Exactly as they stand, set down all of the records again.

Point-per-instance localization data:

***

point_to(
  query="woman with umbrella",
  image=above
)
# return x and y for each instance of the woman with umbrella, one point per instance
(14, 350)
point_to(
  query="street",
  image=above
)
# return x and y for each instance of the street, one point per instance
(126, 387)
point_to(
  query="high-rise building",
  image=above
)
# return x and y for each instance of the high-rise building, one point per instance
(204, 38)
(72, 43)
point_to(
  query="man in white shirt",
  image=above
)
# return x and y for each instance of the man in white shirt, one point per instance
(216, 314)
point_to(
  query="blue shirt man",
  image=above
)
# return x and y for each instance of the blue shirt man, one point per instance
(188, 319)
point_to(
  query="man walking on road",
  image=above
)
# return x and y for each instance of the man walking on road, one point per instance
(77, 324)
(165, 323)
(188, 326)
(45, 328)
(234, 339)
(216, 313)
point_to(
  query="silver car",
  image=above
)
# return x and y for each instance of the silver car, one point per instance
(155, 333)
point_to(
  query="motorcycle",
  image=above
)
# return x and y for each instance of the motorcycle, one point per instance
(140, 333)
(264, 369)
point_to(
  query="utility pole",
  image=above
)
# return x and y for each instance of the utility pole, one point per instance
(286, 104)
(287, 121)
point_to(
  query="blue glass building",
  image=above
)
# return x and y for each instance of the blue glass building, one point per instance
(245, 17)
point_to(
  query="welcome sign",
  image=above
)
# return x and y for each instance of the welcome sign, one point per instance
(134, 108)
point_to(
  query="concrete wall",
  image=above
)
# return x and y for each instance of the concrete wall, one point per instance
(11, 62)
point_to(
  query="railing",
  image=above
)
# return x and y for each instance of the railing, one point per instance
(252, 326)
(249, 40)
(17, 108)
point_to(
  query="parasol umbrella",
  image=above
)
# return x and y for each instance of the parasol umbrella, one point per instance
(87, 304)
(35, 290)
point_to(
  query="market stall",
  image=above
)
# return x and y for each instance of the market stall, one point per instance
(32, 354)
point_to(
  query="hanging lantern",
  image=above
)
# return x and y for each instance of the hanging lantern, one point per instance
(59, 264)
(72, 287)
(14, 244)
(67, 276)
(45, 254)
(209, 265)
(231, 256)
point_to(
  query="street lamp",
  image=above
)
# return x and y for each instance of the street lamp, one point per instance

***

**Completed task**
point_to(
  query="woman with umbrella",
  image=above
)
# return x and y for each instance of the woman with umbrella, one point per instance
(14, 350)
point_to(
  query="street",
  image=above
)
# return x and y for each instance of the street, one point per instance
(126, 387)
point_to(
  query="high-rise building",
  image=above
)
# return x and y for each instance of the high-rise building, one point per instance
(204, 38)
(72, 43)
point_to(
  query="man in white shirt",
  image=above
)
# return x and y for each instance of the man in white shirt, one point per instance
(216, 314)
point_to(
  query="blue shirt man",
  image=above
)
# return x and y for each instance of the blue shirt man, one point per instance
(188, 319)
point_to(
  query="man walking on road",
  image=above
)
# return x and y for each instance of the man walking on road, one point per instance
(77, 324)
(165, 323)
(188, 326)
(45, 328)
(234, 339)
(216, 313)
point_to(
  query="silver car",
  image=above
)
# return x and y for each instance of the silver car, one point per instance
(155, 333)
point_to(
  query="motorcycle",
  image=above
)
# return x and y for each instance of the motorcycle, one point per instance
(140, 333)
(264, 369)
point_to(
  query="utility pole",
  image=above
)
# return x and y for each instance of the utility pole, one point per instance
(286, 104)
(287, 121)
point_to(
  query="blue glass building",
  image=above
)
# return x and y for each instance of the blue glass building, one point per instance
(245, 17)
point_to(
  query="welcome sign",
  image=above
)
# return x and y for each instance of the welcome sign, one point per instance
(134, 108)
point_to(
  query="concrete wall",
  image=above
)
# return x and y for each instance of the concrete wall, one point per instance
(11, 62)
point_to(
  query="railing",
  image=above
)
# return x and y for each instance of the railing, one point per instance
(252, 326)
(249, 40)
(17, 108)
point_to(
  query="parasol umbrella",
  image=above
)
# return x and y for each instance of the parasol umbrella, one point per instance
(87, 304)
(35, 290)
point_to(
  query="market stall",
  image=above
)
# return x and y for each instance of the market stall, one point per instance
(32, 354)
point_to(
  query="hanging lantern",
  image=above
)
# return x and y for each instance of the hanging lantern, one point per instance
(59, 264)
(72, 287)
(14, 244)
(67, 276)
(45, 254)
(209, 265)
(231, 256)
point_to(
  query="street lamp",
  image=above
)
# return x and y for each instance of the street lamp, one point per instance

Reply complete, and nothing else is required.